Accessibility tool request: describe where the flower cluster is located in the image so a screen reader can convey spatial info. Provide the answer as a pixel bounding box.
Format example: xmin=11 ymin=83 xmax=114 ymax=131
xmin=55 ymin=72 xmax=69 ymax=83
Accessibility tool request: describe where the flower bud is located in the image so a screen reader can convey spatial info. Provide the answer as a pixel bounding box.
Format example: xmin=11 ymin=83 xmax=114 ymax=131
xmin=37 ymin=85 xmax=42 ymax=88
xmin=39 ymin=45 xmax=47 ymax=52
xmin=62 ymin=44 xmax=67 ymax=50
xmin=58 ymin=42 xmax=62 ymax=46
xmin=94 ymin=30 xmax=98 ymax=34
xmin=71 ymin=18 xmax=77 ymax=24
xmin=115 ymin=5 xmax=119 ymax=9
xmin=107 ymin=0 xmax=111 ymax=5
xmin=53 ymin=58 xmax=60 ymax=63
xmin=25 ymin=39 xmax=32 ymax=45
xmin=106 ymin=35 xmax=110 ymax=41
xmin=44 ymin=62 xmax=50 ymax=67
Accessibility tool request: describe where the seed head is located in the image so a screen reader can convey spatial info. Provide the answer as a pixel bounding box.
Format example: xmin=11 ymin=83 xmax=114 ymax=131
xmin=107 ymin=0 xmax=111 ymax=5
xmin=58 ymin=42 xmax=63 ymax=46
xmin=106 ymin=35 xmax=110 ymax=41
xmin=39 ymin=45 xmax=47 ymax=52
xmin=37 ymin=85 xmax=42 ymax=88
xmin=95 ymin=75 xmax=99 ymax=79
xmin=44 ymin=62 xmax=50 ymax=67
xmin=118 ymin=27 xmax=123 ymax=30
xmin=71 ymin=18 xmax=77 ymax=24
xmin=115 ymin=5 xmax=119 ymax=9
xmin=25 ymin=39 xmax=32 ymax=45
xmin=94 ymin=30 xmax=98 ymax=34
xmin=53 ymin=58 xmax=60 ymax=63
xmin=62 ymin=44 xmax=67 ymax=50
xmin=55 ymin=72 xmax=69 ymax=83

> _TASK OBJECTIVE_
What's needed is a word-for-word restatement of all the entries.

> _RESPONSE BELOW_
Accessibility tool request: describe where the flower cluster is located in the image so a screen reader can convey spatial info. Provide the answer as a pixel bounding box.
Format example: xmin=11 ymin=83 xmax=114 ymax=131
xmin=55 ymin=72 xmax=69 ymax=83
Accessibility tool request: describe where the flower bud is located in the image so a screen reader can convey spatial info. Provide the answer as a pixel bounding box.
Format example: xmin=11 ymin=83 xmax=114 ymax=131
xmin=37 ymin=85 xmax=42 ymax=88
xmin=39 ymin=45 xmax=47 ymax=52
xmin=62 ymin=44 xmax=67 ymax=50
xmin=58 ymin=42 xmax=62 ymax=46
xmin=94 ymin=30 xmax=98 ymax=34
xmin=71 ymin=18 xmax=77 ymax=24
xmin=115 ymin=5 xmax=119 ymax=9
xmin=107 ymin=0 xmax=111 ymax=5
xmin=53 ymin=58 xmax=60 ymax=63
xmin=25 ymin=39 xmax=32 ymax=45
xmin=106 ymin=35 xmax=110 ymax=41
xmin=44 ymin=62 xmax=50 ymax=67
Accessibility tool request: describe where the seed head is located in the image so a screen reader can convey spatial info. Provide the answer as a pixel bounding box.
Format example: xmin=11 ymin=83 xmax=114 ymax=131
xmin=107 ymin=0 xmax=111 ymax=5
xmin=58 ymin=42 xmax=63 ymax=46
xmin=106 ymin=35 xmax=110 ymax=41
xmin=39 ymin=45 xmax=47 ymax=52
xmin=37 ymin=85 xmax=42 ymax=88
xmin=95 ymin=75 xmax=99 ymax=79
xmin=44 ymin=62 xmax=50 ymax=67
xmin=118 ymin=27 xmax=123 ymax=30
xmin=71 ymin=18 xmax=77 ymax=24
xmin=115 ymin=5 xmax=119 ymax=9
xmin=25 ymin=39 xmax=32 ymax=45
xmin=94 ymin=30 xmax=98 ymax=34
xmin=53 ymin=58 xmax=60 ymax=63
xmin=62 ymin=44 xmax=67 ymax=50
xmin=55 ymin=72 xmax=69 ymax=83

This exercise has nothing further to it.